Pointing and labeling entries
------------------------------------

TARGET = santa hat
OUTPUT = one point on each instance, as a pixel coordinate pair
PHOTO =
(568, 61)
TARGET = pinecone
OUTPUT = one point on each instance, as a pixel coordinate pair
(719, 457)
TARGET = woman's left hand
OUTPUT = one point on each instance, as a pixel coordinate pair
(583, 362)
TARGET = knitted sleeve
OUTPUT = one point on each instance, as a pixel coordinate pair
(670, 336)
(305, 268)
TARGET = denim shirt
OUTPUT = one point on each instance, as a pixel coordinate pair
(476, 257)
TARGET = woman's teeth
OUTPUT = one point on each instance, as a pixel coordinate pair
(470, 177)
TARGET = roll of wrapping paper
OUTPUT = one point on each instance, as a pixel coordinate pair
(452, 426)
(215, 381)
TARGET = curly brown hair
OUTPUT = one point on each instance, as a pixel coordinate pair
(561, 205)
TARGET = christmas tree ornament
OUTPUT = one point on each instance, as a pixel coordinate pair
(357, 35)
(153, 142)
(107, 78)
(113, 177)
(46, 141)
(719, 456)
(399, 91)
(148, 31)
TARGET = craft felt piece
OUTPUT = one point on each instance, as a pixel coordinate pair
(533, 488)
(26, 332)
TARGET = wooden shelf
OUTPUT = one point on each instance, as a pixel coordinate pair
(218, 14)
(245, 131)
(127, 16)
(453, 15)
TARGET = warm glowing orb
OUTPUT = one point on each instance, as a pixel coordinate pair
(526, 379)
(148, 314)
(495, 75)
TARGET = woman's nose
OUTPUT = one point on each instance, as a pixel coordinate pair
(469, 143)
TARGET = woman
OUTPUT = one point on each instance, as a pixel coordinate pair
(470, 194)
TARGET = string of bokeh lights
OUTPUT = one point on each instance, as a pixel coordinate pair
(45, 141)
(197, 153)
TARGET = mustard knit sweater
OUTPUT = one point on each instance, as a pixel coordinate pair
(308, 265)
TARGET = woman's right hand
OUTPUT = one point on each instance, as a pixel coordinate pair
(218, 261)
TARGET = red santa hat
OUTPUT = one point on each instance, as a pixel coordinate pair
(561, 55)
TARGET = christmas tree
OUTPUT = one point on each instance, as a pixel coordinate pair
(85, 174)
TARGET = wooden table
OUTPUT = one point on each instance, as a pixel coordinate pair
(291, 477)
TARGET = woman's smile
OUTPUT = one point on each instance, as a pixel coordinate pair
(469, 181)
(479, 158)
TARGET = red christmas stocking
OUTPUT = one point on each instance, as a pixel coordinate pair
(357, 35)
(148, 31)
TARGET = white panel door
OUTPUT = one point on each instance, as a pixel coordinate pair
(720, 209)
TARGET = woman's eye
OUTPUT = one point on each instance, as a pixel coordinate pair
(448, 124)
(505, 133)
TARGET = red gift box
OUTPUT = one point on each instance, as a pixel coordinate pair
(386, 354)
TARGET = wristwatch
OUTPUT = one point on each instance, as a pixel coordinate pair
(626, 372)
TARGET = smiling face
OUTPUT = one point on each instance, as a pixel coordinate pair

------------------------------------

Turn every line of the entries above into a JSON list of strings, one string per line, leaving out any blank lines.

[
  "TARGET = santa hat",
  "OUTPUT = one point on each instance, as a pixel coordinate pair",
  "PHOTO =",
  "(568, 61)",
  "TARGET = pinecone",
  "OUTPUT = one point on each instance, as a pixel coordinate pair",
  "(719, 457)",
  "TARGET = woman's left hand",
  "OUTPUT = one point on each instance, as a pixel coordinate pair",
  "(583, 362)",
  "TARGET = knitted sleeve",
  "OUTPUT = one point on each instance, as a pixel coordinate pair",
  "(670, 336)",
  "(305, 268)",
  "TARGET = denim shirt",
  "OUTPUT = one point on each instance, as a pixel coordinate pair",
  "(476, 257)",
  "TARGET = woman's teeth",
  "OUTPUT = one point on each instance, as a pixel coordinate pair",
  "(470, 177)",
  "TARGET = roll of wrapping paper",
  "OUTPUT = one point on each instance, as a pixel coordinate pair",
  "(452, 426)",
  "(215, 381)",
  "TARGET = curly brown hair",
  "OUTPUT = one point on each instance, as a pixel coordinate pair",
  "(561, 205)",
  "TARGET = christmas tree ornament",
  "OUTPUT = one point on each instance, as a pixel coordinate pair",
  "(357, 35)",
  "(153, 142)",
  "(107, 78)",
  "(113, 177)",
  "(46, 141)",
  "(719, 456)",
  "(399, 91)",
  "(148, 31)",
  "TARGET = craft felt piece",
  "OUTPUT = one point on each instance, as a pixel coordinate pair",
  "(533, 488)",
  "(26, 332)",
  "TARGET = wooden shelf",
  "OUTPUT = one point on each instance, as a pixel coordinate pair",
  "(218, 14)",
  "(245, 131)",
  "(127, 16)",
  "(453, 15)",
  "TARGET = warm glowing orb",
  "OUTPUT = one point on each instance, as a pixel coordinate pair",
  "(526, 379)",
  "(148, 314)",
  "(495, 75)",
  "TARGET = woman's nose",
  "OUTPUT = one point on each instance, as a pixel coordinate pair",
  "(469, 143)",
  "TARGET = woman",
  "OUTPUT = one point on each instance, as a pixel coordinate pair",
  "(470, 194)",
  "TARGET = string of bokeh lights",
  "OUTPUT = one point on each instance, as a pixel coordinate pair",
  "(45, 141)",
  "(197, 153)",
  "TARGET = mustard knit sweater",
  "OUTPUT = one point on each instance, as a pixel coordinate pair",
  "(308, 265)",
  "TARGET = woman's right hand",
  "OUTPUT = one point on each instance, as a pixel coordinate pair",
  "(218, 261)",
  "TARGET = red santa hat",
  "OUTPUT = one point on each instance, as a pixel coordinate pair",
  "(561, 55)",
  "TARGET = christmas tree",
  "OUTPUT = one point on each instance, as a pixel coordinate pair",
  "(85, 174)",
  "TARGET = wooden table",
  "OUTPUT = one point on each instance, as a pixel coordinate pair",
  "(291, 477)",
  "TARGET = woman's smile",
  "OUTPUT = one point on each instance, as a pixel coordinate pair",
  "(469, 181)",
  "(479, 158)",
  "TARGET = red christmas stocking",
  "OUTPUT = one point on each instance, as a pixel coordinate pair",
  "(357, 35)",
  "(148, 31)",
  "TARGET = white panel door",
  "OUTPUT = one point on each instance, as a pixel coordinate pair",
  "(720, 209)",
  "TARGET = woman's eye",
  "OUTPUT = one point on each instance, as a pixel coordinate pair",
  "(448, 124)",
  "(505, 133)",
  "TARGET = red gift box",
  "OUTPUT = one point on each instance, as a pixel coordinate pair",
  "(386, 354)",
  "TARGET = wristwatch",
  "OUTPUT = one point on each instance, as a pixel coordinate pair",
  "(626, 372)",
  "TARGET = smiling face",
  "OUTPUT = one point on each instance, as a pixel coordinate pair"
]